[Text-to-region grounding data]
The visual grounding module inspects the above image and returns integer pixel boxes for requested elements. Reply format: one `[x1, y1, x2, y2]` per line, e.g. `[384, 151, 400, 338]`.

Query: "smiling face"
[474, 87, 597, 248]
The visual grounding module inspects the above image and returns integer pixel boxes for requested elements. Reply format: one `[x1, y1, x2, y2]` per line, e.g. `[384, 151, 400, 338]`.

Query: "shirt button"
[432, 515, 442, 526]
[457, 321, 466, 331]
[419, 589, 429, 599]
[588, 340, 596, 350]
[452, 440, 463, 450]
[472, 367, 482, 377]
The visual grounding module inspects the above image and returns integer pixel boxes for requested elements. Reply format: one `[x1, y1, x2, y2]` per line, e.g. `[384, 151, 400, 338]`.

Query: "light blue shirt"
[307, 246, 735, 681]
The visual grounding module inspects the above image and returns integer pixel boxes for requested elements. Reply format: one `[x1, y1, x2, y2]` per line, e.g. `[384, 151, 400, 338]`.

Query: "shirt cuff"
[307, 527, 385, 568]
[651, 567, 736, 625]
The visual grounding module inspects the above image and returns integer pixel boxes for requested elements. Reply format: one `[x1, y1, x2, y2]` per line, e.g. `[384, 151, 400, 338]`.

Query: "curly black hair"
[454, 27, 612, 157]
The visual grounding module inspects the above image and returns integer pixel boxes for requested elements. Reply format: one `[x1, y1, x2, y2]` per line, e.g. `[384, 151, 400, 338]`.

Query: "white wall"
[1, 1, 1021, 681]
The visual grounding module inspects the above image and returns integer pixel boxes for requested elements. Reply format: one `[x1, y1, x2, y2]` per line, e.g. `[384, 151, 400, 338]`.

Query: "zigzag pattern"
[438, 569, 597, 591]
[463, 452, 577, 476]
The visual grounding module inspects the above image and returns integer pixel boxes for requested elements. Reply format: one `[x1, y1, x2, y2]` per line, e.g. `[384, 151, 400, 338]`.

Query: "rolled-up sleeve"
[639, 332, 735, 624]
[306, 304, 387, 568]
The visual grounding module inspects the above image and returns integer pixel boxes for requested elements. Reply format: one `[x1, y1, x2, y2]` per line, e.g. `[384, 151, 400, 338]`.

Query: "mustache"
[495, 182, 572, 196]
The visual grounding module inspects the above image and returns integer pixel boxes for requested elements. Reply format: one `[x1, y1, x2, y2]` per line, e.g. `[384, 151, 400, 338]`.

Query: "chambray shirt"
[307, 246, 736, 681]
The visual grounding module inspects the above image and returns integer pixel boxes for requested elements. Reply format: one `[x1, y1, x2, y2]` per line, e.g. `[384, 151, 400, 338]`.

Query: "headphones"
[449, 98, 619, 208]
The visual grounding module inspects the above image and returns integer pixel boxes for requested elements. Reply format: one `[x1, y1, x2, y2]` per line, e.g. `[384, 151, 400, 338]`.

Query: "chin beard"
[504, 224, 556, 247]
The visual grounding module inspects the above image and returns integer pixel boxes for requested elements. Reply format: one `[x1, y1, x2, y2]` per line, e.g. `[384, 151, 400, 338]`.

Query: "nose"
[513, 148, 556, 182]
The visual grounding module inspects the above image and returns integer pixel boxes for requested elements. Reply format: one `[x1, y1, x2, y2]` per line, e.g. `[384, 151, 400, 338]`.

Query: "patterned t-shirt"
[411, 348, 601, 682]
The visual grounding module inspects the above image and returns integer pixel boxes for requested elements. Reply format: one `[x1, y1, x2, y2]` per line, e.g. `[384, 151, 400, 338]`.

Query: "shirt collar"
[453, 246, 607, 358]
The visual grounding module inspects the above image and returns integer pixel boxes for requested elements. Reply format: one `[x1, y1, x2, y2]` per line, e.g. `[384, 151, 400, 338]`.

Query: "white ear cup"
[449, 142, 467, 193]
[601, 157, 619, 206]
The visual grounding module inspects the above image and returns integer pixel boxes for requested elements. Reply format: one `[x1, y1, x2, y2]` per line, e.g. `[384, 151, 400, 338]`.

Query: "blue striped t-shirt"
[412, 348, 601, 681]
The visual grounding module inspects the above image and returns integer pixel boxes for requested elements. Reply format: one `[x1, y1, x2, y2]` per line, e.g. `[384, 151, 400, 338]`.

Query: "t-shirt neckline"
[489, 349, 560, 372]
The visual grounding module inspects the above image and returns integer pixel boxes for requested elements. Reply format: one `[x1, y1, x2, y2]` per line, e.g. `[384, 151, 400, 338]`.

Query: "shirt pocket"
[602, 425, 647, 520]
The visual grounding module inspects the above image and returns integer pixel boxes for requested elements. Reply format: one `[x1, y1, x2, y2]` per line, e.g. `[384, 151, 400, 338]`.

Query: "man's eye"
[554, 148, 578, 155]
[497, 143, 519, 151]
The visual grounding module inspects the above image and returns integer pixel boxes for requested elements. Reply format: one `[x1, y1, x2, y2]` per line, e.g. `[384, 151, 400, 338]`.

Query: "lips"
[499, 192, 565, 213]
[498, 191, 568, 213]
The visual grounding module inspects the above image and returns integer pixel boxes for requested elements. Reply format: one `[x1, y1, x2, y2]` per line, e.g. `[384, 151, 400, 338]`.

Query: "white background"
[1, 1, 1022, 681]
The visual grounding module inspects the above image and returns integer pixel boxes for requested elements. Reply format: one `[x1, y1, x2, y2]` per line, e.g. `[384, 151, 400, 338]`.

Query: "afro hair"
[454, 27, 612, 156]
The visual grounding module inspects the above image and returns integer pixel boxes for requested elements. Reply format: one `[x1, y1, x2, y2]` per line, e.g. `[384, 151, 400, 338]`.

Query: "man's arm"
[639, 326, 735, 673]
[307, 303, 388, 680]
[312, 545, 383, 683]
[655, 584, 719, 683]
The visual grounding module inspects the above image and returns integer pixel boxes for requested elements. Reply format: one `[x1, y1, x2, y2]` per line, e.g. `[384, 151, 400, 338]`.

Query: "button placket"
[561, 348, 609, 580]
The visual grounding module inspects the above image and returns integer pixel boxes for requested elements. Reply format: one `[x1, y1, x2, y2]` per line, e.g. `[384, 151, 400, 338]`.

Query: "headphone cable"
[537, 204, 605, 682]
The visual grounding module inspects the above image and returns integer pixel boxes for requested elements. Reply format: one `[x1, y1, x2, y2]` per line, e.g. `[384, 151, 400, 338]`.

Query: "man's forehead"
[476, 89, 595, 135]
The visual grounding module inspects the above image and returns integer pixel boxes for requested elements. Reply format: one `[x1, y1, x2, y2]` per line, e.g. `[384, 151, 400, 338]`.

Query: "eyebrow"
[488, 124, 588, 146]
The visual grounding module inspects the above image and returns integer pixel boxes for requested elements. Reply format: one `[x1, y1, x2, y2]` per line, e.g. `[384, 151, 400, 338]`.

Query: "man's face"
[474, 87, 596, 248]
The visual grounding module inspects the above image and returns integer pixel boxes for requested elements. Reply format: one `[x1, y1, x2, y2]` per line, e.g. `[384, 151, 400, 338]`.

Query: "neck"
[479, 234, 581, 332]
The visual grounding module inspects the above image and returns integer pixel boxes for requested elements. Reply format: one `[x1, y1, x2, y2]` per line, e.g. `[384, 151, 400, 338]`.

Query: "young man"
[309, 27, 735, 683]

Problem:
Every line of data must be returned unchanged.

Finished exercise:
The visual grounding module inspects the above image and returns integer pixel boxes for requested elements. Reply format: one `[x1, y1, x2, y2]` per line, e.g. `[384, 151, 400, 338]`.

Query: "smiling face"
[474, 87, 597, 248]
The visual grounding module inspects the above image and returns integer pixel boxes for requested elements. Reply format: one `[x1, y1, x2, y2]` per line, e.g. `[384, 151, 400, 338]`.

Query: "shirt button"
[432, 515, 442, 526]
[457, 321, 466, 331]
[419, 589, 429, 599]
[588, 340, 596, 350]
[452, 440, 463, 450]
[472, 367, 482, 377]
The visual grounding module inspects the above image and returns integer pixel boxes for requested elements. Reply format: one `[x1, y1, x2, y2]` per line, e.g. `[384, 151, 400, 338]`.

Query: "light blue shirt"
[307, 246, 735, 681]
The visual grounding module inspects the above image and returns integer pixel boxes for requested elements. Reply format: one `[x1, y1, x2, y2]` per line, e.g. `[384, 151, 400, 338]`.

Query: "shirt cuff"
[307, 527, 385, 568]
[651, 567, 736, 625]
The visual grounding module inspects the above image and returns integer pixel boxes for requested elements. Reply format: one `[x1, y1, x2, y2]` per line, e.g. `[384, 151, 400, 338]`.

Query: "curly black hair"
[454, 27, 612, 157]
The visual grounding module inspects the above image and returns integer pixel boxes for requested elements. Reply format: one `[x1, y1, x2, y2]` per line, e.g. `[384, 151, 400, 338]`.

Query: "white wall"
[1, 1, 1021, 681]
The visual grounding module inspects the above image and returns integer pixel boxes for requested elements. Reply format: one `[x1, y1, x2, y2]` per line, e.g. `[384, 151, 400, 338]`.

Query: "zigzag pattern"
[438, 569, 597, 591]
[463, 452, 577, 476]
The visual grounding module inspects the above image and returns integer pixel boxes for requested elements. Reply format: one `[x1, y1, x2, y2]` per line, e.g. `[384, 151, 400, 338]`.

Query: "rolled-up sleeve"
[639, 332, 735, 624]
[306, 304, 387, 568]
The visual grounding module inspects the above image and returns integer pixel boxes for requested elements. Reply format: one `[x1, y1, x2, y2]` per line, e.g. `[384, 151, 400, 338]`.

Query: "mustache"
[495, 182, 572, 196]
The visual grounding module inspects the above image and returns integer pixel boxes for requested elements. Reply format: one `[x1, y1, x2, y2]` per line, e.g. `[384, 151, 400, 338]`.

Query: "chambray shirt"
[307, 246, 736, 681]
The visual grounding module inspects the above image and returns integer pixel boxes for requested elements. Reply format: one `[x1, y1, x2, y2]` per line, e.g. `[384, 151, 400, 338]`.

Query: "headphones"
[449, 98, 619, 208]
The visual grounding module inspects the above image and returns integer pixel boxes for requested elements. Reply format: one `[x1, y1, x2, y2]` per line, e.g. `[384, 151, 400, 338]`.

Query: "chin beard"
[504, 224, 556, 247]
The visual grounding module inspects the above image and returns integer pixel boxes for requested elements. Reply format: one `[x1, y1, x2, y2]` per line, e.g. `[384, 151, 400, 338]`.

Query: "nose"
[513, 148, 556, 182]
The visual grounding module inspects the above image and returns integer pixel boxes for requested elements. Reply format: one `[x1, y1, x2, y2]` per line, e.g. `[384, 151, 400, 338]`.

Query: "patterned t-shirt"
[411, 348, 601, 682]
The visual grounding module inspects the above image and returns integer pixel boxes for requested elements. Reply format: one `[x1, y1, x2, y2]` per line, e.g. `[384, 151, 400, 338]`.

Query: "shirt collar"
[453, 246, 607, 358]
The visual grounding module inspects the above image and returns integer pixel boxes for requested elements. Reply format: one `[x1, y1, x2, y2]` per line, e.g. `[384, 151, 400, 338]`.

Query: "white ear cup"
[449, 142, 467, 193]
[601, 157, 619, 206]
The visual grounding module inspects the above image and returns integer pixel boxes for requested elements. Reply format: one `[x1, y1, x2, y2]` per line, e.g. `[384, 151, 400, 338]`.

Query: "blue striped t-shirt"
[412, 348, 601, 681]
The visual grounding module inspects the above image and returns integer pixel boxes for requested elements. Reply format: one `[x1, y1, x2, y2]` per line, e.g. `[384, 151, 400, 338]`.

Query: "t-shirt neckline"
[489, 349, 560, 372]
The visual grounding module inspects the above image and returns integer pixel boxes for requested elements. Reply format: one `[x1, y1, x2, y2]` per line, e.g. `[384, 151, 400, 338]`.

Query: "shirt pocket"
[602, 425, 647, 520]
The visual grounding module inspects the above image and returns integer pixel boxes for requested elements. Reply format: one `[x1, y1, x2, y2]` per line, e.g. `[384, 151, 400, 338]`.

Query: "man's eye"
[554, 148, 578, 155]
[497, 143, 519, 151]
The visual grounding module inspects the above image and returns integer pixel boxes for requested elements. Reply format: one `[x1, y1, x2, y2]` per line, e.g. `[384, 151, 400, 338]`.

Query: "lips"
[499, 192, 565, 213]
[498, 191, 568, 213]
The visual grounding module inspects the above image and returns integer pixel boxes for requested elements. Reply format: one `[x1, y1, x2, y2]` per line, e.g. `[384, 151, 400, 338]`.

Query: "white background"
[1, 1, 1022, 681]
The visual grounding module inspects the above image and returns integer pixel boxes for requested elements. Reply format: one `[x1, y1, x2, y2]` per line, e.g. `[384, 151, 400, 338]`.

Query: "afro hair"
[454, 27, 612, 156]
The visual grounding module inspects the above image and returns integer pixel boxes for requested elements. Reply format: one `[x1, y1, x2, y2]` per line, e.g. `[384, 151, 400, 338]`.

Query: "man's arm"
[639, 326, 735, 673]
[307, 303, 388, 680]
[312, 545, 383, 683]
[655, 584, 719, 683]
The visual grounding module inspects the above image and returns integer pixel boxes for requested elements. Reply format: one `[x1, y1, x2, y2]` per line, e.g. `[384, 151, 400, 338]`.

Query: "button placket"
[561, 348, 609, 580]
The visual grounding module inspects the above image and returns integer pixel boxes for requested elements. Reply format: one `[x1, y1, x2, y2]` per line, e.g. `[384, 151, 400, 338]`.

Query: "headphone cable"
[537, 204, 605, 682]
The visual grounding module inspects the above image and returns integer pixel boxes for requested elements. Reply format: one `[x1, y1, x2, y2]` per line, e.g. `[384, 151, 400, 338]`.

Query: "man's forehead"
[476, 89, 595, 135]
The visual grounding module inspects the above image and returns integer pixel boxes for requested elements. Reply format: one `[x1, y1, x2, y2]` per line, e.g. `[384, 151, 400, 338]`.

Query: "eyebrow"
[488, 124, 588, 146]
The visual grounding module inspects the above image and returns integer pixel boxes for requested elements. Reply format: one `[x1, y1, x2, y2]` per line, e.g. `[384, 151, 400, 338]`.

Query: "man's face"
[474, 87, 596, 248]
The visual grounding module inspects the above image and returns integer pixel boxes for requested elements. Reply format: one `[x1, y1, x2, y2]` per line, e.g. `[384, 151, 400, 338]`.

Query: "neck"
[479, 234, 581, 332]
The visual grounding module inspects the above image and returns integer pixel boxes for requested elements. Reply format: one `[x1, y1, x2, y2]` per line, e.g. `[384, 151, 400, 338]`.

Query: "young man"
[309, 27, 735, 683]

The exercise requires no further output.